- What the exercise asks
Please pick out every line in the records below that contains the word "camera", and copy each of those lines in full.

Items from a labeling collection
◇ ◇ ◇ ◇

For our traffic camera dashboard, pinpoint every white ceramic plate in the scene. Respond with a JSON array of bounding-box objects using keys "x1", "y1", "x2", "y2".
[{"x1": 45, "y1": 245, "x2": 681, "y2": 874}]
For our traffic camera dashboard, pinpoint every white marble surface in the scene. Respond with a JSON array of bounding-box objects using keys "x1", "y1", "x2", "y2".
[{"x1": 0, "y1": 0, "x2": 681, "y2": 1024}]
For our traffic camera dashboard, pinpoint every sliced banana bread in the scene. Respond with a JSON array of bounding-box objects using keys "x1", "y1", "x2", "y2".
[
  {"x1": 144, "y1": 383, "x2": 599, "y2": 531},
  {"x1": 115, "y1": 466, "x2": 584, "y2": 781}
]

◇ ◇ ◇ ◇

- Finished answer
For our traffic camera dashboard, pinpoint every white ceramic plate in the scene. Respond with a JSON array of bounding-box objects using keys "x1", "y1", "x2", "y2".
For our traffic camera dashboard, pinpoint every white marble surface in the scene. Respond with a JSON array of bounding-box objects using keys "x1", "y1", "x2", "y2".
For our traffic camera dashboard, pinpoint every sliced banana bread in the scene. Respond with a JSON array of bounding-box objects using keys "x1", "y1", "x2", "y2".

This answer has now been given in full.